Problem statement: Would you transcribe word for word every line from the one containing "Where can you find the white stair" to the end of the data, both ends included, and leave out the rest?

Dataset extract:
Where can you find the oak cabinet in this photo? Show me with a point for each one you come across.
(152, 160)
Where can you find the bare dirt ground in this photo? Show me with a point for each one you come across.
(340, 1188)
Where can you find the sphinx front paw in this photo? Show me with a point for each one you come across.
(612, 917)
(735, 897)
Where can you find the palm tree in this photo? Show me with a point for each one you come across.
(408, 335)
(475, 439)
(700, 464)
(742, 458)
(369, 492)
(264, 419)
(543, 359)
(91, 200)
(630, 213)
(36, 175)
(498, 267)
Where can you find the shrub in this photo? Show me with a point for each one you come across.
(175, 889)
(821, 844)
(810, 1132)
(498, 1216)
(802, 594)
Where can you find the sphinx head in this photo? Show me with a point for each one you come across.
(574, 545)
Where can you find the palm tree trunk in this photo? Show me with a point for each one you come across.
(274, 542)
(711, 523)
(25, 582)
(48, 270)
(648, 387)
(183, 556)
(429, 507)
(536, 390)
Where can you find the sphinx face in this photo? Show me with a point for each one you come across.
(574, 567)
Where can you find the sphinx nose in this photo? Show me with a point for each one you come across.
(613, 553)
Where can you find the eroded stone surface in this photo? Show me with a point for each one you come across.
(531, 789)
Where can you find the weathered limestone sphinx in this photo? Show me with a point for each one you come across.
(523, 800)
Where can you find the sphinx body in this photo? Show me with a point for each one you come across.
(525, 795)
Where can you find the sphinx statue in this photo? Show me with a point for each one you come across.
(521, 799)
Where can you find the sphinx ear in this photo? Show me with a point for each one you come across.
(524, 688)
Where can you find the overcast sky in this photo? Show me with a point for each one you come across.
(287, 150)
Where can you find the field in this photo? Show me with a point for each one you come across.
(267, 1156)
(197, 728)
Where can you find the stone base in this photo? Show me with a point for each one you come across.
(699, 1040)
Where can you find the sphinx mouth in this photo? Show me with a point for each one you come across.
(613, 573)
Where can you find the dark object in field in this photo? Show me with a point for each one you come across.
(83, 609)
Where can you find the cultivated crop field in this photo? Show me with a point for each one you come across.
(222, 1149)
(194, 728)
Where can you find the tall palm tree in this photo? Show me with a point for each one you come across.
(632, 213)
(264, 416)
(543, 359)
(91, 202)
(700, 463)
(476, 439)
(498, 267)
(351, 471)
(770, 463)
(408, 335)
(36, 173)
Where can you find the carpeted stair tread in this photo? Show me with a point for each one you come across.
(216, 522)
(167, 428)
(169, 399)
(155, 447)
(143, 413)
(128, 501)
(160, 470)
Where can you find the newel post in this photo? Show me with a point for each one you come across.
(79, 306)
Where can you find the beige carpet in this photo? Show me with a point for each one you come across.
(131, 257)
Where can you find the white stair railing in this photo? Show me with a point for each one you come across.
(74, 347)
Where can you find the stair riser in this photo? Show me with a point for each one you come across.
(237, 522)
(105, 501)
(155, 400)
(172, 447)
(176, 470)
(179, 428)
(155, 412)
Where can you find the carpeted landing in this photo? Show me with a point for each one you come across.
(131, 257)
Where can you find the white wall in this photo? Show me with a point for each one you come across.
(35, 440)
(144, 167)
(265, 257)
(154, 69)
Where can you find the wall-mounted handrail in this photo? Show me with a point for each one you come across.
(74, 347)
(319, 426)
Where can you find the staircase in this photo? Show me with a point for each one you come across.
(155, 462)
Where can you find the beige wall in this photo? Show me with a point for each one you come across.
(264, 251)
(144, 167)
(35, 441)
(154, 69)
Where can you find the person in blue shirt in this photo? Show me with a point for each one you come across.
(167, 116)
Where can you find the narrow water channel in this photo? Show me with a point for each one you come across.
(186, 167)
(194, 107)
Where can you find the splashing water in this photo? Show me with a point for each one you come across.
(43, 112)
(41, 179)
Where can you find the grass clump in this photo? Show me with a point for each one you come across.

Response for this exercise:
Where can you find the white stair railing in this photo? Show me with a point for each one you come across.
(74, 347)
Where can you find the stair riser in this photo? Show me with a point for each one you come across.
(237, 522)
(105, 501)
(155, 400)
(172, 447)
(176, 470)
(179, 428)
(155, 412)
Where can you find the carpeted landing in this photo? Show me with a point for each one you come across.
(131, 257)
Where can you find the white wall in this photo? Show me with a point for each one you come across.
(35, 440)
(144, 167)
(265, 257)
(154, 69)
Where can you find the wall-mounted handrail in this photo? Show me with a point for each one you come across.
(74, 347)
(319, 426)
Where can you find the staircase in this photo? Show me with a point for each one you come across.
(155, 462)
Where can you find the beige wall in this photo? Show me with a point for each one you come across.
(264, 251)
(144, 167)
(35, 441)
(154, 69)
Where can you find the person in blue shirt in this photo? Show me with a point for each one you come across.
(167, 116)
Where can you find the narrow water channel in this photo? Show me with a point for each one you come across.
(186, 167)
(194, 107)
Where can you find the splashing water in this photo? Show me with a point for each one you come across.
(43, 112)
(41, 179)
Where can you find the grass clump in this photo? Show me with a point for each one you come across.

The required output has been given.